| TEKST STRONY |

────────────────────

PiS wie, że jest w kryzysie – być może największym i najbardziej rozległym od przejęcia władzy w 2015 roku – i już teraz szykuje się do tego, by spróbować wyjść z trudnej sytuacji. Prace nad nowymi, szerokimi rozwiązaniami społeczno-gospodarczymi trwają, zarówno w rządzie, jak i na Nowogrodzkiej. Ich szkic – jak się dowiadujemy – jeszcze w grudniu ma zaprezentować premier. Ma on pokazać m.in., jaki PiS ma pomysł na świat po pandemii koronawirusa.
Stratedzy partii dostrzegają zagrożenie, jakim dla ogólnej sytuacji władzy byłby utrzymujący się spadek sondażowy. A to efekt błędnych decyzji i politycznego chaosu ostatnich miesięcy.
Sytuację wykorzystuje opozycja. W czwartek lider PO Borys Budka zapowiedział wniosek o odwołanie wicepremiera Jarosława Kaczyńskiego. Opozycja podkreśla, że pojawia się coraz więcej wątpliwości w sferze, którą nadzoruje wicepremier, m.in w związku z protestami kobiet. – Pan, panie Kaczyński, nie schowa się przed Polakami. Będzie pan musiał tu przyjść i się wytłumaczyć – mówił w Sejmie Budka.

────────────────────

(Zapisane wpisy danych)

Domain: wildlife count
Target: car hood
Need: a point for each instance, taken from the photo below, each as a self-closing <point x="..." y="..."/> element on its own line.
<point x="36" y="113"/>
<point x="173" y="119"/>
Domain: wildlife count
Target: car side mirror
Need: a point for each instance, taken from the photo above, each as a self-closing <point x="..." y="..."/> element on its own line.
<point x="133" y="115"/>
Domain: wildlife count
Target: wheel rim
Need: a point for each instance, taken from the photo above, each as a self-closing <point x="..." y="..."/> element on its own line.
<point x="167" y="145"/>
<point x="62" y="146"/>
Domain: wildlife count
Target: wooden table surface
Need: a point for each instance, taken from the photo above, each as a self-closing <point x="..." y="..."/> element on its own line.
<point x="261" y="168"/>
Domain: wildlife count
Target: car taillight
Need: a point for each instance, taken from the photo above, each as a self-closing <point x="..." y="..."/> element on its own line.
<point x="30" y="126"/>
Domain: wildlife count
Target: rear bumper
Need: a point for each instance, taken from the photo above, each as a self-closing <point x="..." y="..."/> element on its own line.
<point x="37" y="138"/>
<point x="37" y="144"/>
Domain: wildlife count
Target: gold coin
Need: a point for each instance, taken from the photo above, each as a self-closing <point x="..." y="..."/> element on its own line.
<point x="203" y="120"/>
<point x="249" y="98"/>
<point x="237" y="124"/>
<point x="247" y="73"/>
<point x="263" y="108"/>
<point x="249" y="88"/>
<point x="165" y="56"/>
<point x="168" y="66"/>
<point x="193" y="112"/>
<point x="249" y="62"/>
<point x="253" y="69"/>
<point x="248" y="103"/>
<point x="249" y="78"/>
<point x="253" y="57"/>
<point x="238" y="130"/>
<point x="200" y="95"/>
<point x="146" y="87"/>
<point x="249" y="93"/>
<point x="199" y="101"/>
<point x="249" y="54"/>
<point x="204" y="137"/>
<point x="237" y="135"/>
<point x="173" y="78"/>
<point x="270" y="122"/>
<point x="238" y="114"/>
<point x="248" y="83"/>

────────────────────

| SZCZEGÓŁY ZADANIA |
Skopiuj wiernie fragment tekstu o kryzysie PiS od słów „PiS wie, że” do słów „chaosu ostatnich miesięcy.”.

| ODPOWIEDŹ DO ZADANIA |
PiS wie, że jest w kryzysie – być może największym i najbardziej rozległym od przejęcia władzy w 2015 roku – i już teraz szykuje się do tego, by spróbować wyjść z trudnej sytuacji. Prace nad nowymi, szerokimi rozwiązaniami społeczno-gospodarczymi trwają, zarówno w rządzie, jak i na Nowogrodzkiej. Ich szkic – jak się dowiadujemy – jeszcze w grudniu ma zaprezentować premier. Ma on pokazać m.in., jaki PiS ma pomysł na świat po pandemii koronawirusa.
Stratedzy partii dostrzegają zagrożenie, jakim dla ogólnej sytuacji władzy byłby utrzymujący się spadek sondażowy. A to efekt błędnych decyzji i politycznego chaosu ostatnich miesięcy.